THE EXERCISE -> Rewrite the listing below, replacing each occurrence of "keypoint" with "marker" and leaving everything else unchanged.

BEGIN

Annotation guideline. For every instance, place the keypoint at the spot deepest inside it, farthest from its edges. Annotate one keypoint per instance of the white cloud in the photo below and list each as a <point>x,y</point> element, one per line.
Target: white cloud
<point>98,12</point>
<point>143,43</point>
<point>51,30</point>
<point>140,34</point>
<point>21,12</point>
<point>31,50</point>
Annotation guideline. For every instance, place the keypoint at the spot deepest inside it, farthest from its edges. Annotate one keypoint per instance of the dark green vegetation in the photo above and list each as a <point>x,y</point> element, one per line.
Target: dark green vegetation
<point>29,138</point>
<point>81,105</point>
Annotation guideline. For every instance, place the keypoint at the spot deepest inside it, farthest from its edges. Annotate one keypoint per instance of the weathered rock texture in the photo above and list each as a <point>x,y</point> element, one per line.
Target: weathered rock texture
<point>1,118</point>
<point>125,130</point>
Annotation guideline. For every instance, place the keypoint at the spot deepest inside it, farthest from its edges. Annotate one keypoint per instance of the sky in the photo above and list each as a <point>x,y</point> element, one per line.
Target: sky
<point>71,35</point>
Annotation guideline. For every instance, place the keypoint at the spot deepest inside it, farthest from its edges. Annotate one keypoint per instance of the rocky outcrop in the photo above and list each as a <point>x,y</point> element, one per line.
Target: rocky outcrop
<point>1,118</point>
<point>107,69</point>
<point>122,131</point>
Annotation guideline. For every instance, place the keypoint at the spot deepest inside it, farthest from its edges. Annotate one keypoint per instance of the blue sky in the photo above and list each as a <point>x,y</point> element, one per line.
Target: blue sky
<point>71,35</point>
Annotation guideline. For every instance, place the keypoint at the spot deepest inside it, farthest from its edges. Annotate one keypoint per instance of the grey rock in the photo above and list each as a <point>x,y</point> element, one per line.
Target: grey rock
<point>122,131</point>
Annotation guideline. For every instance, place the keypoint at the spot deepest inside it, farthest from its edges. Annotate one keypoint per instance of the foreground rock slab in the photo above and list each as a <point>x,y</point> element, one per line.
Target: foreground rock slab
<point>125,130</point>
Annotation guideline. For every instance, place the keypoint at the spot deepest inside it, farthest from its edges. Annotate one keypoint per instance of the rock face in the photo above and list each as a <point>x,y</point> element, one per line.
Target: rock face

END

RESPONSE TO THE EXERCISE ->
Annotation guideline. For every instance, place the marker at the spot deepest inside it, farthest from its edges. Annotate one marker per instance of the white cloud in the photo below and list each as a <point>x,y</point> element, one per line.
Target: white cloud
<point>98,12</point>
<point>143,43</point>
<point>51,30</point>
<point>140,34</point>
<point>21,12</point>
<point>31,50</point>
Annotation guideline. For every instance, place the marker at the spot deepest inside it, farthest from its edges. Annotate one marker per instance of the dark green vegetation in the photo above and list each as a <point>x,y</point> element, one per line.
Target: dark green vegetation
<point>29,138</point>
<point>81,105</point>
Annotation guideline. For every instance, place the marker at the spot deepest inside it, farthest from its edges. Annotate one marker per instance of the weathered rock texture in the photo above and list each as a <point>x,y</point> element, one per line.
Target: weathered rock texture
<point>1,118</point>
<point>125,130</point>
Annotation guideline. For every instance, place the marker at the spot deepest inside it, farthest from its edges. Annotate one marker per instance of the sky in the photo above and list each as a <point>x,y</point> element, one per line.
Target: sky
<point>71,35</point>
Annotation guideline. For every instance, place the marker at the spot deepest inside it, farthest from its edges. Annotate one marker per instance of the rocky outcrop in the photo above and list each as a <point>x,y</point> element, one per line.
Target: rocky outcrop
<point>1,118</point>
<point>107,69</point>
<point>122,131</point>
Annotation guideline. For every instance, place the marker at the spot deepest inside it, farthest from its edges. Annotate one marker per instance of the blue sky in the photo above and list each as a <point>x,y</point> element, one per line.
Target: blue sky
<point>71,35</point>
Annotation guideline. For every instance, place the marker at the spot deepest inside it, farthest from its edges. Annotate one marker per instance of the grey rock in the photo above and list each as a <point>x,y</point> element, one per line.
Target: grey rock
<point>122,131</point>
Annotation guideline. For every instance, place the marker at the spot deepest inside it, farthest from its edges. Annotate one marker per instance of the foreground rock slab in the photo above and list each as a <point>x,y</point> element, one per line.
Target: foreground rock slab
<point>125,130</point>
Annotation guideline. For every instance, place the marker at the spot deepest inside it, farthest from its edges. Annotate one marker per instance of the rock face in the photo above and list each as a <point>x,y</point> element, one per line.
Target: rock face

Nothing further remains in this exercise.